■ Exercise instructions ■
Pull out each line of the data below that contains the word "ceramic", and copy those lines. Uppercase and lowercase letters must match.

[START Input rows]

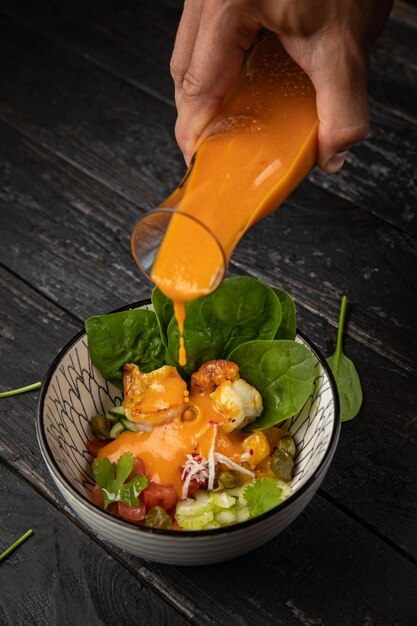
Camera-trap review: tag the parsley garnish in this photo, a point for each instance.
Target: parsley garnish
(111, 477)
(262, 494)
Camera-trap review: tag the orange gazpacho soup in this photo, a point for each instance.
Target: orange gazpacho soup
(251, 156)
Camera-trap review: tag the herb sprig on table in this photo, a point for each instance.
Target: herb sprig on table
(345, 373)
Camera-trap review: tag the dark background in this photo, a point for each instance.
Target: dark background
(86, 136)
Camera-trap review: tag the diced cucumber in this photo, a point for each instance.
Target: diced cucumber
(222, 500)
(212, 524)
(116, 430)
(111, 418)
(228, 516)
(129, 425)
(242, 514)
(285, 489)
(194, 522)
(238, 493)
(196, 506)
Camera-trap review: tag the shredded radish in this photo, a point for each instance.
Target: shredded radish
(221, 458)
(211, 460)
(195, 467)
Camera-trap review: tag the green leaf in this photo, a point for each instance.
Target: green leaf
(111, 478)
(288, 326)
(16, 392)
(282, 371)
(164, 311)
(262, 495)
(240, 310)
(345, 373)
(124, 337)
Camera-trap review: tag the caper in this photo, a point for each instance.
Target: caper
(229, 480)
(287, 444)
(282, 464)
(157, 517)
(100, 427)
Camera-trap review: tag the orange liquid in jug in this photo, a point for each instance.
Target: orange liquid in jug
(258, 148)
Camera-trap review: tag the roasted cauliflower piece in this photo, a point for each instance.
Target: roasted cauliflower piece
(239, 402)
(212, 374)
(153, 398)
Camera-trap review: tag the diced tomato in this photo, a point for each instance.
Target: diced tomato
(97, 496)
(133, 514)
(94, 445)
(138, 468)
(159, 495)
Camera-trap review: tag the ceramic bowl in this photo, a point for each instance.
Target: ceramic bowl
(73, 392)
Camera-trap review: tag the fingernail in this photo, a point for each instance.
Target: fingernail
(335, 163)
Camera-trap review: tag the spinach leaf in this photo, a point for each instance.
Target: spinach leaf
(240, 310)
(282, 371)
(345, 373)
(288, 326)
(262, 495)
(125, 337)
(164, 310)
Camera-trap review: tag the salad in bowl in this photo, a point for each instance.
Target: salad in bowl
(222, 452)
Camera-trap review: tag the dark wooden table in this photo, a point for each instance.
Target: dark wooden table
(86, 136)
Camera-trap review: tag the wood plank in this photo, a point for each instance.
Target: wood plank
(120, 41)
(59, 572)
(32, 331)
(86, 240)
(356, 480)
(322, 550)
(299, 564)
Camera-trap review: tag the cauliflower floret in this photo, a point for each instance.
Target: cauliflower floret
(239, 402)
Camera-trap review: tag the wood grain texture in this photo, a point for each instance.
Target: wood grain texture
(86, 267)
(120, 42)
(194, 589)
(88, 145)
(86, 240)
(59, 576)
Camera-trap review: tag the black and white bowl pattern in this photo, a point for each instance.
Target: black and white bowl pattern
(73, 392)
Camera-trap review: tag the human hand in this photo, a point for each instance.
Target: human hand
(330, 40)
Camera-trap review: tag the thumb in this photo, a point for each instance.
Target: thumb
(215, 64)
(342, 107)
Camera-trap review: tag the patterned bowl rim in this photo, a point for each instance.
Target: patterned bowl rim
(83, 499)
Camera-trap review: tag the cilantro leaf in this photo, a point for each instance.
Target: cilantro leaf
(111, 478)
(263, 494)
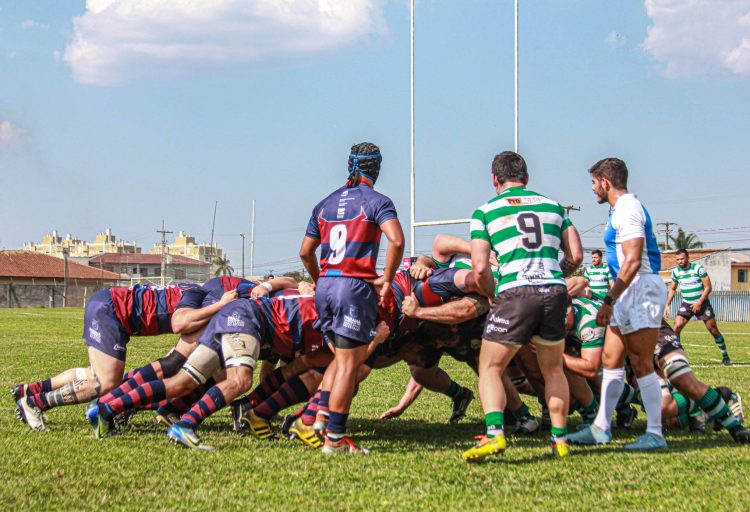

[END Input rows]

■ Result of this exercise ■
Camera-trap review: tag the ceramic bowl in this photo, a point for each instance.
Target: ceramic bowl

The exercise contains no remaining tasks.